*** Opening Input ***

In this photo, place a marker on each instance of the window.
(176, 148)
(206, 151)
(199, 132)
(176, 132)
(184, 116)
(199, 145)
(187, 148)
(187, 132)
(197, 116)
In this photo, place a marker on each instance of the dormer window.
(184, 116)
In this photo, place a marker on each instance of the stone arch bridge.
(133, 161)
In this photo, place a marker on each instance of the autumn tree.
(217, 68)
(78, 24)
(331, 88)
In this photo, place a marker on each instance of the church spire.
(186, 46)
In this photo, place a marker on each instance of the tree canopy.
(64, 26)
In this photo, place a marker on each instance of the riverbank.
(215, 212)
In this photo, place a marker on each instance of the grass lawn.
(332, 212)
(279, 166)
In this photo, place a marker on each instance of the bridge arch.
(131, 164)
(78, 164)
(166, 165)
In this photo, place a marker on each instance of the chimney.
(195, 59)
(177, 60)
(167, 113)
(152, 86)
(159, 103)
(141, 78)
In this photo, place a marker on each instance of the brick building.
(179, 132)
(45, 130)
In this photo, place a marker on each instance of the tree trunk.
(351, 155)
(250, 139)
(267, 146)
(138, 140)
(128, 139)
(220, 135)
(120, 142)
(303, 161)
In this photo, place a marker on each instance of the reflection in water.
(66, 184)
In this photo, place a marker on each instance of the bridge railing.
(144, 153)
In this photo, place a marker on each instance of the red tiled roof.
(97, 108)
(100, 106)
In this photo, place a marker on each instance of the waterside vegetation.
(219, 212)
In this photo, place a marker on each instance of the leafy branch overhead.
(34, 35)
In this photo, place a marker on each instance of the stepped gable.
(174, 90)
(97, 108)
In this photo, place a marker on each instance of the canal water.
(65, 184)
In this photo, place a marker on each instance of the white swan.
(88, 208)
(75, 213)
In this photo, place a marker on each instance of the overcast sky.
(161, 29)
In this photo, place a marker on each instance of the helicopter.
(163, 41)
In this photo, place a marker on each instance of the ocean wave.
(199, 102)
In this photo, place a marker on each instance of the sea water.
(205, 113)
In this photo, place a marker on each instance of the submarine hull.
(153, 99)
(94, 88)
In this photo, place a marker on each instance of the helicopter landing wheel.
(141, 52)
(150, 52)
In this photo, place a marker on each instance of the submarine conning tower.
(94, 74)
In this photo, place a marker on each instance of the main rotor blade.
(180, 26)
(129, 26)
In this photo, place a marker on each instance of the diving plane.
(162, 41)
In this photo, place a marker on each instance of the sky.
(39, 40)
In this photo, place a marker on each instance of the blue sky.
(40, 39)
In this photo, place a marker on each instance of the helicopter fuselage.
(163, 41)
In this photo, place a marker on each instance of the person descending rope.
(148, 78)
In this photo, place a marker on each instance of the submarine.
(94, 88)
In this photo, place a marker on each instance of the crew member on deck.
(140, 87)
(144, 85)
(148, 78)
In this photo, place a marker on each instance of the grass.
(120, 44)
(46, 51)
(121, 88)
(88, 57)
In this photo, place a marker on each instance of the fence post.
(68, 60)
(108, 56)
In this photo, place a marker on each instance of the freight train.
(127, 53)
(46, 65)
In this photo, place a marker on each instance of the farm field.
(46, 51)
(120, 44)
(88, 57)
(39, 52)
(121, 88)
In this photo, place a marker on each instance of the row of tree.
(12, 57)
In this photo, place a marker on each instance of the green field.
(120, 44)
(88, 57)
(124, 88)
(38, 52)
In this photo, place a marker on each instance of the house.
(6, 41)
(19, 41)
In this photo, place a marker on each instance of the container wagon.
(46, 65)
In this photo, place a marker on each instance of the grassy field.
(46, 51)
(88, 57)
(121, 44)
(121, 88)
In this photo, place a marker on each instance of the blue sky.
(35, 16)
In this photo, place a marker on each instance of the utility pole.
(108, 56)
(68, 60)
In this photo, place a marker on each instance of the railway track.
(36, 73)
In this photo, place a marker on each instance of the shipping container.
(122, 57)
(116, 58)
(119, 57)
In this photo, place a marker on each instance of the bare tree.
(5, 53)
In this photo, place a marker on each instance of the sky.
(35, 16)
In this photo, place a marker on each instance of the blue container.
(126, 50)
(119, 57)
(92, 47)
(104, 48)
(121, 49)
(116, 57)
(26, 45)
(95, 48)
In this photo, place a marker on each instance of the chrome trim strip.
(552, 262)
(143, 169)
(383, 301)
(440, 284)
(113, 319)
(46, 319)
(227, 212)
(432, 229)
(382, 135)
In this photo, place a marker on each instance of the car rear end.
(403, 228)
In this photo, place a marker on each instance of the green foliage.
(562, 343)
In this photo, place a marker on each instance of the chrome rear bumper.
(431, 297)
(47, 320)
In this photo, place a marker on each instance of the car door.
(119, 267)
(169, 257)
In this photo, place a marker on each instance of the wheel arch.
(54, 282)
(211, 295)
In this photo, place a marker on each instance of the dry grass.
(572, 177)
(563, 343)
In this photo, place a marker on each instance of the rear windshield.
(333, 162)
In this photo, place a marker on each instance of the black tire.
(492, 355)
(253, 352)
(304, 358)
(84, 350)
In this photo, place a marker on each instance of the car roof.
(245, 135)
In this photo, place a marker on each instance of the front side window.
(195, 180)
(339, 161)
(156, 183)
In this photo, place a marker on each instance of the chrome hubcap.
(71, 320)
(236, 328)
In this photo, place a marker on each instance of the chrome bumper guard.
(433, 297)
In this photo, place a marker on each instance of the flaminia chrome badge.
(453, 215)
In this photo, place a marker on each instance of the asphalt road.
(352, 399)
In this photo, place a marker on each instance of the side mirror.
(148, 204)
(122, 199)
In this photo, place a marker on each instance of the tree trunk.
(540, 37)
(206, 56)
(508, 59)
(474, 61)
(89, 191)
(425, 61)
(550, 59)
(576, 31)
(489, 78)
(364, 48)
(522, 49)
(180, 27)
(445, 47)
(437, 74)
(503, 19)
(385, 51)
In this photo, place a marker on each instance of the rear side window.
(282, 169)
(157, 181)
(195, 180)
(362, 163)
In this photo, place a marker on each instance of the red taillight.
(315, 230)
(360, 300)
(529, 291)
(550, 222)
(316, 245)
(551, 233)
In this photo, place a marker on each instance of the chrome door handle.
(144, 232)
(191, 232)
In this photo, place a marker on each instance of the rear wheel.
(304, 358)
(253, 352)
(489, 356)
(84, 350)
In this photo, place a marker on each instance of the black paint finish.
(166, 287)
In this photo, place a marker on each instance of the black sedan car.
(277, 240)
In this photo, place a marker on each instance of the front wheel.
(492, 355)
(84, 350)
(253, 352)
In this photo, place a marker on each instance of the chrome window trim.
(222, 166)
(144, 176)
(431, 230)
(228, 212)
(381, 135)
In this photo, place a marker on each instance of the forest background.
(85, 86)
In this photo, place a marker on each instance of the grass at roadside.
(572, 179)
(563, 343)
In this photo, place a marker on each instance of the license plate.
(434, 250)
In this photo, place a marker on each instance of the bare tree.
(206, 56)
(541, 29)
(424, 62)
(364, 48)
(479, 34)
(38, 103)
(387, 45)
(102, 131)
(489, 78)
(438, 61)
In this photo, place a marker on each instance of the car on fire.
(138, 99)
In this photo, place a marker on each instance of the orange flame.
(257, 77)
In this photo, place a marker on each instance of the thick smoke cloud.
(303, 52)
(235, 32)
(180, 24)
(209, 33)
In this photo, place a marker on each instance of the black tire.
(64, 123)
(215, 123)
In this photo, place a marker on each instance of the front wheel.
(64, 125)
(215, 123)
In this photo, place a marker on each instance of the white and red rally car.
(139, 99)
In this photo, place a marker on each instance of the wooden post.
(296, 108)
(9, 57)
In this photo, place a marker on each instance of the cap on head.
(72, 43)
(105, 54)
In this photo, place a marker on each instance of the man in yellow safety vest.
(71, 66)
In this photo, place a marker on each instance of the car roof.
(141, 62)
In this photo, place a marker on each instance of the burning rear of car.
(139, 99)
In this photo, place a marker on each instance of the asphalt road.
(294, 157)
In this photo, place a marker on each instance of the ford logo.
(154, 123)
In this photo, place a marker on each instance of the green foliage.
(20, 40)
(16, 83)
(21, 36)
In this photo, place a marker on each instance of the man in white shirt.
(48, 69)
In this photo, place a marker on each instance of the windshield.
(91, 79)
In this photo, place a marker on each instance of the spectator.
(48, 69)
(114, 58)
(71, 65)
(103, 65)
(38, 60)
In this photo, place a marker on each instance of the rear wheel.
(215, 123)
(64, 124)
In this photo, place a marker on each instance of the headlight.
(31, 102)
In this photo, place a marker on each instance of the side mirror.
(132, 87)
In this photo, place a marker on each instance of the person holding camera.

*** Closing Input ***

• _Exercise goal_
Only the lines from the one with "rear of car." through the final line above belong in the answer, each reproduced word for word.

• _Finished task_
In this photo, place a marker on each instance of the burning rear of car.
(139, 99)
In this photo, place a marker on each instance of the asphalt road.
(294, 157)
In this photo, place a marker on each instance of the ford logo.
(154, 123)
In this photo, place a marker on each instance of the green foliage.
(20, 40)
(16, 83)
(21, 36)
In this photo, place a marker on each instance of the man in white shirt.
(48, 69)
In this photo, place a marker on each instance of the windshield.
(91, 79)
In this photo, place a marker on each instance of the spectator.
(48, 69)
(114, 58)
(71, 65)
(103, 65)
(38, 60)
In this photo, place a marker on each instance of the rear wheel.
(215, 123)
(64, 124)
In this photo, place a marker on each instance of the headlight.
(31, 102)
In this photo, place a marker on each instance of the side mirror.
(132, 87)
In this photo, place a marker on each instance of the person holding camera.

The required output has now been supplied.